=== Problem ===
Could you pick up the article on remote workshops and carry it on from its last line?

=== Passage shown ===
Remote Workshops are with us Forever

John Clare
Jun 25, 2020 · 5 min read

by John-Paul Clare and Sharon Watson from

Recent Past

Thursday 12th March everyone at received this message

“…Your safety and wellbeing is paramount and with this in mind we would like to perform a full CTM Business Continuity test to confirm that the CTM business could operate in a scenario where we all operate remotely.”

The message came at 15:49 and the test was to take place the following day (Friday).

At the time, we all thought we’d return to work after the test, and things would continue as normal for quite a while. Maybe we would never all have to work from home…

We came back into work on the Monday with some amusing tales about what happened when people suddenly had to work from home. Overall, the test was successful.

19:09 that Monday evening came the next urgent message

“…please work from home whenever possible until further notice”

We’ve not been back to the office since…

That one-day test was to check connectivity and access, but it didn’t test our ways of working very much. As the lockdown descended on us, we found ourselves scrabbling around to find a way to keep things going. We quickly realised we’d have to adapt some of our ways of working to prevent key initiatives from grinding to a halt.

The big question was, how do we handle face-to-face workshops?!!!

=== Available data ===
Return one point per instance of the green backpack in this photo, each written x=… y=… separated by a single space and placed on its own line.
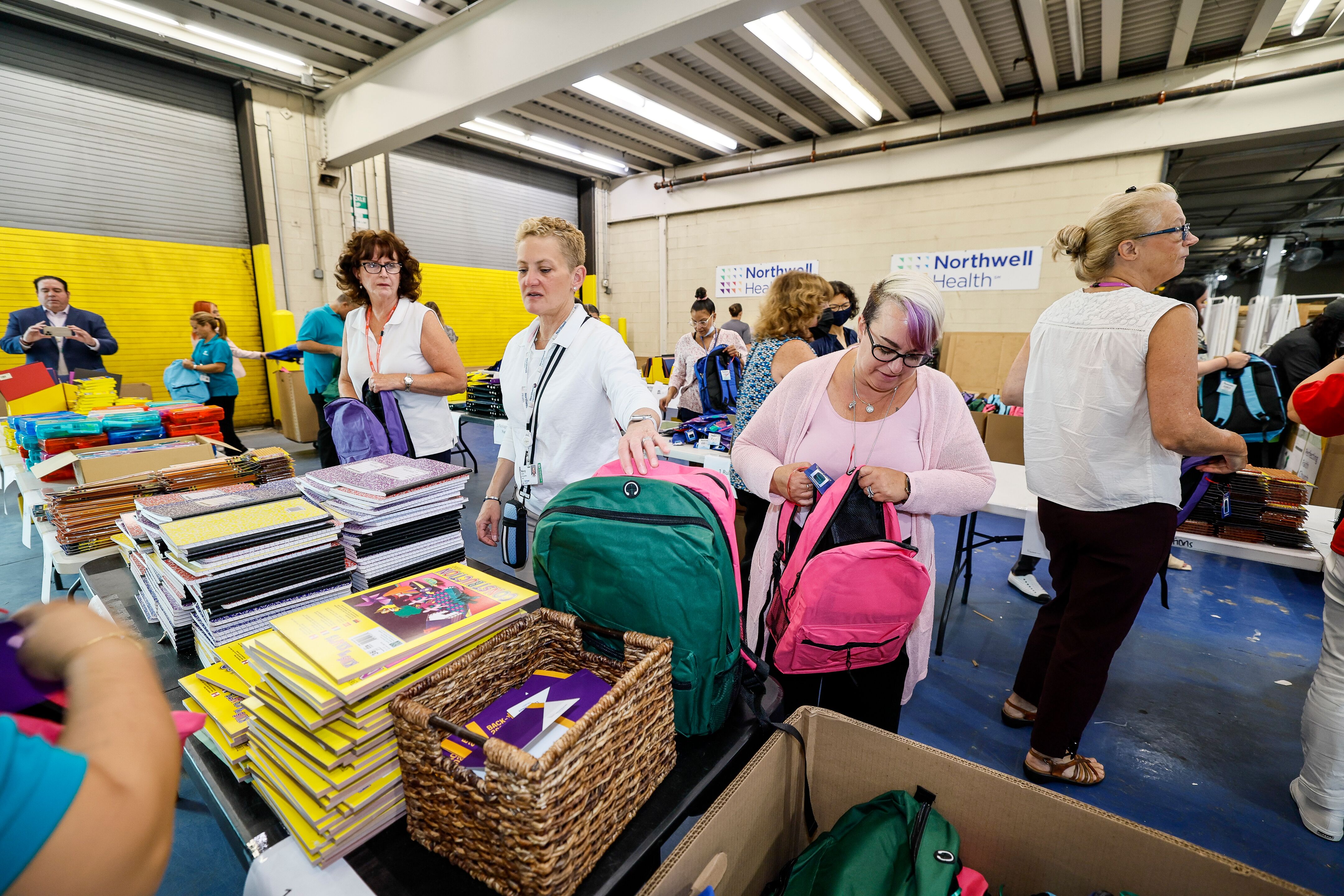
x=869 y=853
x=654 y=554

=== The answer ===
Now we realise we may never fully return to the old ways of doing things, or if we do, it could be years before large groups of people meet face-to-face in a confined space to carry out some business-critical tasks. So those quickly developed ways of working need to persist and evolve.

Here at, we have a well-established project process that has traditionally relied heavily on a set of workshops at the beginning of each project that we call Project Inception. Even though we are used to working across multiple sites and people regularly work from home, these Project Inceptions have always been held face-to-face. We bring all contributors together, even flying whole teams across Europe to take part.

Suddenly this part of our process didn’t work anymore. So, what do you do?

There are 2 obvious answers:

  • Cancel the workshops until lockdown is over — this isn’t really feasible as we could be under some sort of travel and gathering restrictions for a long time
  • Run the workshops remotely

The latter is what we chose to do, and we quickly had to learn how to make a remote workshop efficient and effective.

Project Inceptions

There are 2 key objectives of the inception workshops:

  1. Give everyone impacted, involved or interested in the project a common understanding of the customer problem, solution approach and objectives
  2. Have detailed discussions amongst the people doing the work. They can then work out what must be done, and the best way to organise it and themselves

Principles of a Remote Workshop

As we planned and carried out our first remote workshop we learnt there are a few key things you need to get right. These fall into 3 categories that we’ll talk about in this article.

  1. Structure
  2. Having a Voice
  3. Tools

These are our building blocks for evolving our remote workshops.

Our 3 categories are listed next, with key principles and the reasons for them.

The complex roof structure of Kings Cross train station in London showing an intricate pattern of triangular steel beams.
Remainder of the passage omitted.